O seminário
internacional que antecedeu o 4º Congresso Extraordinário do PT, realizado em
Brasília entre os dias 2 e 4 deste mês, foi palco de uma polêmica que não
chegou ao conjunto dos delegados e, ao mesmo tempo, revelou a distância que
ainda existe entre a América Latina e a Europa quando o assunto é a crise na
Líbia. Convidado ao evento, o deputado François Loncle, do Partido Socialista
francês, afirmou categoricamente seu rechaço ao termo “agressão
imperialista”, considerado por ele “antiquado”, e ao regime do
coronel Muamar Kadafi, autor de atos de terrorismo e crimes contra a
humanidade.

┄┄┄┄┄┄

O que fazer:
[1] No excerto sobre o seminário do PT, por que o deputado François Loncle rejeitou o termo “agressão imperialista”? Responda em uma a três frases.
[2] De acordo com o excerto sobre o seminário do PT, em que cidade foi realizado o 4º Congresso Extraordinário do partido?
[3] Dê continuidade ao excerto sobre o seminário do PT a partir da última frase apresentada.
As linhas que aparecem depois deste excerto não são necessárias.

Entradas de anotação de regiões

┄┄┄┄┄┄

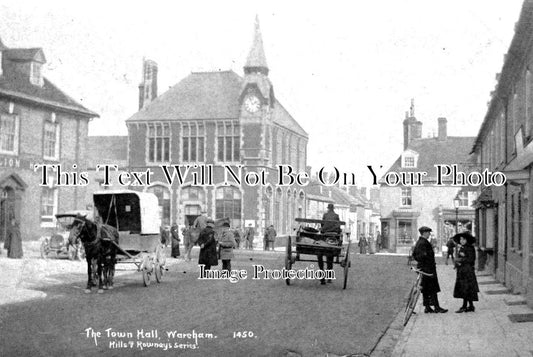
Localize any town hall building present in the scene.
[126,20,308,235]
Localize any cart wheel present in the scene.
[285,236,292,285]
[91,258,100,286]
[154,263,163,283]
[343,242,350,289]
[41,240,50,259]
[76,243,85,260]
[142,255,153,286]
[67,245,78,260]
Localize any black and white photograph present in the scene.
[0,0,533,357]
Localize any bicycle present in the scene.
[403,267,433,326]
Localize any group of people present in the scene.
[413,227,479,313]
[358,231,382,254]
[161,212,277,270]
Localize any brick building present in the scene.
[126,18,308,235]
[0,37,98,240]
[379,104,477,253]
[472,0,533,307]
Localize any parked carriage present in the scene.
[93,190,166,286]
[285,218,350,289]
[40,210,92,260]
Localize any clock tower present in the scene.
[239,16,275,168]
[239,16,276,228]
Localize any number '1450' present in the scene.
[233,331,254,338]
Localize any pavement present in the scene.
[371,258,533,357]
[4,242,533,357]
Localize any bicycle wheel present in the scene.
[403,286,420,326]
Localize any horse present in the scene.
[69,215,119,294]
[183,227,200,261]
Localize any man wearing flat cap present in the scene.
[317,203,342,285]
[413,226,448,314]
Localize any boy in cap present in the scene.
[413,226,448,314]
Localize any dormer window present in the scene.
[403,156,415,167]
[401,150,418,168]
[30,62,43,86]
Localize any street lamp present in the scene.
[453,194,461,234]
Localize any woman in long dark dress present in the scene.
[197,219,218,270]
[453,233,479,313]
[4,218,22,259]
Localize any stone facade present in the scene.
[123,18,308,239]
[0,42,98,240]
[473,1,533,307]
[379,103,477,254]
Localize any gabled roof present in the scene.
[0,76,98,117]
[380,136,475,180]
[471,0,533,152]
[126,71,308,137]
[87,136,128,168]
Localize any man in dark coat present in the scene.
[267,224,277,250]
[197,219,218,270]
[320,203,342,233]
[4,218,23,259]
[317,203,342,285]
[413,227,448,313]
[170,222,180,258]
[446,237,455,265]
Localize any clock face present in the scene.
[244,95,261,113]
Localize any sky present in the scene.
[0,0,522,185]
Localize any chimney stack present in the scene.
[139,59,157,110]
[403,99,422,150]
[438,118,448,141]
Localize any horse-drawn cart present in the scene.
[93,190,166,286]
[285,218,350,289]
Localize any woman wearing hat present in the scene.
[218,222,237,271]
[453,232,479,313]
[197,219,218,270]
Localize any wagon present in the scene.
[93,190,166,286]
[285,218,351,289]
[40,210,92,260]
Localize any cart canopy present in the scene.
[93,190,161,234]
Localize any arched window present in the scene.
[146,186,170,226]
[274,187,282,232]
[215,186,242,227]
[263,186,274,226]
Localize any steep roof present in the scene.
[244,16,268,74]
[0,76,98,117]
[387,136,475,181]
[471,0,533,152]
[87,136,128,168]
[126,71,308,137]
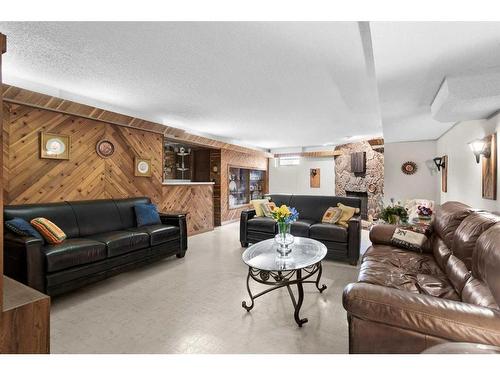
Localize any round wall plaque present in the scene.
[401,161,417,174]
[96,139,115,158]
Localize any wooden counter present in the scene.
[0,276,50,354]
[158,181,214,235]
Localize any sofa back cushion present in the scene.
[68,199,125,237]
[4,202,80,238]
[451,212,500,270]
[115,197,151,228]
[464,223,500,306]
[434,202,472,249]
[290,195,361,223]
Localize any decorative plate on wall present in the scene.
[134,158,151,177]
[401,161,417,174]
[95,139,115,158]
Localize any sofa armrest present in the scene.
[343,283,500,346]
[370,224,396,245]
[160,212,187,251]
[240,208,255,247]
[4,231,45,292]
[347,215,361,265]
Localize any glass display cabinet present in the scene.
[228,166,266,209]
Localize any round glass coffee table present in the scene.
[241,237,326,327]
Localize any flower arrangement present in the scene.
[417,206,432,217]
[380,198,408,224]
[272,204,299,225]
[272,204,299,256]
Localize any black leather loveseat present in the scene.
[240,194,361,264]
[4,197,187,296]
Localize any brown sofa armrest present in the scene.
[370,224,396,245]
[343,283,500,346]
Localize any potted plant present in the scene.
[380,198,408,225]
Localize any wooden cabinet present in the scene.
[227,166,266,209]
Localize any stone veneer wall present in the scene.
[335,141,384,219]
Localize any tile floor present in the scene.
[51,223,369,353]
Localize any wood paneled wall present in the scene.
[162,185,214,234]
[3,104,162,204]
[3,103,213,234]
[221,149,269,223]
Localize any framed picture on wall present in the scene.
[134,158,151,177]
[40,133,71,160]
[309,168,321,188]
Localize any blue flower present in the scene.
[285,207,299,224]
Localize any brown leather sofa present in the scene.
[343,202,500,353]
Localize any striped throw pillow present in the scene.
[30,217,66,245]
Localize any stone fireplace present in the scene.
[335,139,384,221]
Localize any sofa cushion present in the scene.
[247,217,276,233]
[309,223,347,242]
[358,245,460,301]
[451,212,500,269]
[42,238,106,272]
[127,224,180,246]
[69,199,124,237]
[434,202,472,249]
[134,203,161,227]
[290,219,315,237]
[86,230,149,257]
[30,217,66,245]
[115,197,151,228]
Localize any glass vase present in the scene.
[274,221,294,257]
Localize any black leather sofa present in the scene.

┄┄┄┄┄┄

Respostas por tarefa:
[1] Ele rejeitou o termo porque o considerava “antiquado”.

[2] Em Brasília.

[3]
Apenas essas
duas observações poderiam levar o leitor a qualificar o parlamentar francês
como um defensor intransigente da ação protagonizada pela OTAN em território
líbio e que, em questão de meses, colocou no poder um exército de soldados
esfarrapados e de chinelos. Pouca gente no seminário soube que Loncle foi um dos
sete deputados da ala esquerda do PS —num universo de 200— que votou contra a autorização para o uso de
força militar francesa na Líbia.
Com
impecável tradução do intelectual Jean Jacques Kourliandsky, do Instituto de
Relações Internacionais e Estratégicas – IRIS, de Paris, a opinião de Loncle
soou como uma bomba no auditório, formado basicamente por militantes da
esquerda latino-americana, às voltas com os desafios de governos progressistas
e reiterações retóricas sobre o socialismo. Coube ao assessor de Relações
Internacionais da Presidência da República, Marco Aurélio Garcia, repudiar, com
sua elegância mordaz e irônica, as palavras do deputado francês, o que lhe
rendeu aplausos entusiasmados da platéia.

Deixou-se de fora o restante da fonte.